Requests:
a. Summarize the article on austerity in Europe in two sentences.
b. Write a continuation of the article on austerity in Europe, picking up right after its final sentence.

Selected extract:

#####

Jeff Madrick on how austerity is killing Europe

Jeff Madrick11/01/2012

Jeff Madrick: When it was announced that Ireland's national income virtually collapsed in the fall of 20011, it should have been a death blow to those confident that austerity economics works. Ireland had been held up as the first great hope of the austerity advocates.

[Reprinted from the New York Review of Books]On the last day of 2011, a headline in The Wall Street Journal read: “Spain Misses Deficit Target, Sets Cuts.” The cruel forces of poor economic logic were at work to welcome in the new year. The European Union has become a vicious circle of burgeoning debt leading to radical austerity measures, which in turn further weaken economic conditions and result in calls for still more damaging cuts in government spending and higher taxes. The European debt crisis began with Greece, and that nation remains the European Union’s most stricken economy. But it has spread inexorably to Ireland, Portugal, Italy, and Spain, and even threatens France and possibly the UK. It need not have done so. Rarely do we get so stark an example of bad — arguably even perverse — economic thinking in action.

#####

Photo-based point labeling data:
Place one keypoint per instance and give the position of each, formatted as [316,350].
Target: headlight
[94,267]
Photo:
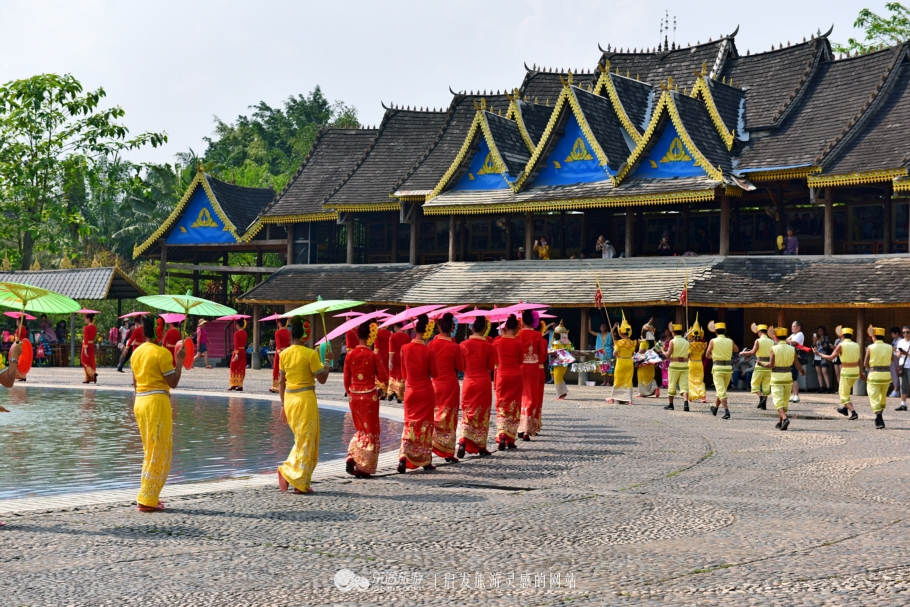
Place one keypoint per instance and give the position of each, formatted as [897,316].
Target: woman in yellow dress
[301,368]
[154,374]
[697,349]
[624,348]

#####

Task results:
a. The European Union has fallen into a vicious circle in which growing debt brings radical austerity, which further weakens economies and leads to calls for still deeper spending cuts and higher taxes. The crisis began with Greece, Europe's most stricken economy, and has spread to Ireland, Portugal, Italy, and Spain, even threatening France and possibly the UK, which the author presents as a stark example of bad economic thinking.

b.
Over the past two years, the severe 2009 recession, which started in the US but spread across Europe, have imperiled the finances of one European country after another. As a result, Portugal, Ireland, Spain and Italy are coming under pressure from the EU to cut government spending and raise taxes to reduce their deficits if they wanted to qualify for a bailout. All have done so. Ireland and Portugal sharply cut spending and still had to take tens of billions of euros to help meet financial obligations as of course did Greece. The European Central Bank bought the bonds of Italy and Spain. Britain’s Conservative government led the way in ruthless government cutbacks in 2010. France has adopted its own austerity package, and even Germany, the supposed economic leader of Europe, has planned to cut its deficit by a record 80 billion euros in 2014.

Proponents of austerity claim that as nations take control of their finances businesses become more convinced that interest rates will not rise and that growth will resume. Their reasoning has been abetted by the financial markets, which drove up rates on Greek debt and soon enough on the debt of nations like Portugal, Spain and Italy. Should these nations not be able to pay their debts, bond buyers wanted a high enough interest rate to compensate for the risk.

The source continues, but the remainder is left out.